• _PROBLEMS AND TASKS_
(a) According to the row-level security excerpt, which built-in package implements much of the RLS functionality?
(b) Please say whether each statement agrees with the row-level security excerpt, answering yes or no and quoting the deciding words: (i) RLS was introduced in Oracle8i Database. (ii) The EMP table in schema HR has 20 rows of data. (iii) The policy function generates the predicate applied to the queries.
(c) In one to three sentences, explain why the row-level security excerpt says that a view-based solution to restricting Lora's rows won't work.

Row-level security (RLS) is a feature introduced in Oracle8i Database that allows you to define security policies on tables (and specific types of operations on tables) that restrict which rows a user can see or change in a table. Much of the functionality is implemented with the built-in package DBMS_RLS.

Oracle has for years provided security at the table level and, to some extent, at the column level—that is, privileges may be granted (or denied) to allow users to access only some tables or columns. For example, you can grant specific users privileges to insert only into certain tables while allowing them to select from other tables, or you can allow users to update only certain columns of specific tables. If you use views, you can also restrict how the tables get populated from the views using INSTEAD OF triggers (described in Chapter 19). All of these privileges are based on one assumption: that you can achieve security simply by restricting access to certain tables and columns. But when that access is granted, the users have access to see all the rows of the table. What if you need to limit the visibility of rows in a table, based on criteria such as the identity of the user or other application-specific characteristics?

Consider, for example, one of the demonstration tables provided with the database—EMP in schema HR. The table has 14 rows of data, with primary keys (employee numbers) ranging from 7369 to 7934.

Suppose that you have given a user named Lora access to see this table, but you want to add a restriction so that Lora can see and modify only employees who get a commission (i.e., those for whom the COMM field is NOT NULL).

One way to solve this problem is to create a view on top of the table, but what if a user is able to (or needs to) gain access to the underlying table? In some cases, a user may have a legitimate need to access the table directly—for example, to create stored program units that work with the table. A view-based implementation simply won’t work. Instead, you can turn to RLS. With RLS, you can instruct the Oracle database to limit the set of rows a user can see based on some arbitrary rules you define. It will be impossible for the user to evade these rules.

NOTE

In Oracle, RLS is also sometimes referred to as the virtual private database (VPD) or fine-grained access control (FGAC).

If, for example, you enable RLS on the table EMP with the rule just described, then when Lora issues the following query:

SELECT * FROM emp

she will see only 4 rows—not 14—even though the query itself has no WHERE clause:

7499 ALLEN SALESMAN 7698 20-FEB-81 1,600 300 30

7521 WARD SALESMAN 7698 22-FEB-81 1,250 500 30

7654 MARTIN SALESMAN 7698 28-SEP-81 1,250 1,400 30

7844 TURNER SALESMAN 7698 08-SEP-81 1,500 0 30

Similarly, when she updates the table without a WHERE clause, only those rows she is allowed to see are updated:

SQL> UPDATE hr.emp SET comm = 100

2 /

4 rows updated.

It’s as if the other 10 rows do not even exist for Lora. The database accomplishes this seeming act of magic (“Now you see it, now you don’t!”) by adding a predicate (a WHERE clause) to any DML written by users against the table. In this case, the query SELECT * FROM EMP wasautomatically rewritten to:

SELECT * FROM emp WHERE comm IS NOT NULL

To achieve this kind of transparent, row-level security on a table, you must define an RLS policy on that table. This policy determines whether or not a restriction should be enabled during data access. You may want only UPDATEs to be restricted for users while SELECTs from the table remain unrestricted, or you may want to restrict access for SELECTs only if the user selects a certain column (e.g., SALARY), not others. These instructions are placed in the policy. The policy is associated with a policy function, which generates the predicate (COMM IS NOT NULL, in this case) to be applied to the queries.

• _AVAILABLE DATA_
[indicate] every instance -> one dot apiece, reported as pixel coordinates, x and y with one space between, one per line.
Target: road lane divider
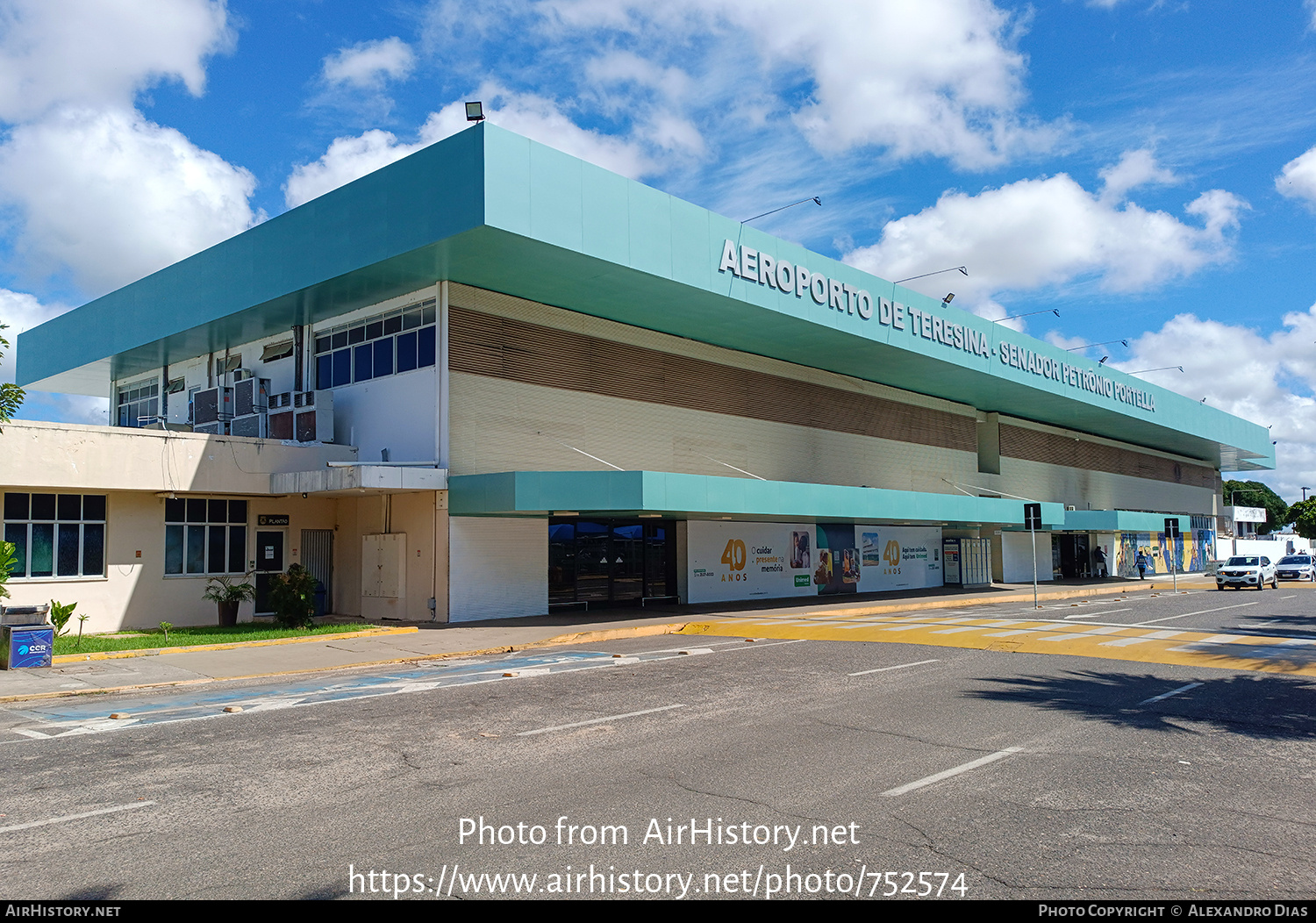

• _WRITTEN RESPONSES_
(a) DBMS_RLS

(b)
(i) Yes: "Row-level security (RLS) is a feature introduced in Oracle8i Database"
(ii) No: "The table has 14 rows of data"
(iii) Yes: "The policy is associated with a policy function, which generates the predicate (COMM IS NOT NULL, in this case) to be applied to the queries."

(c) A user may be able to, or need to, access the underlying table directly instead of going through the view. For example, the user may have a legitimate need to create stored program units that work with the table.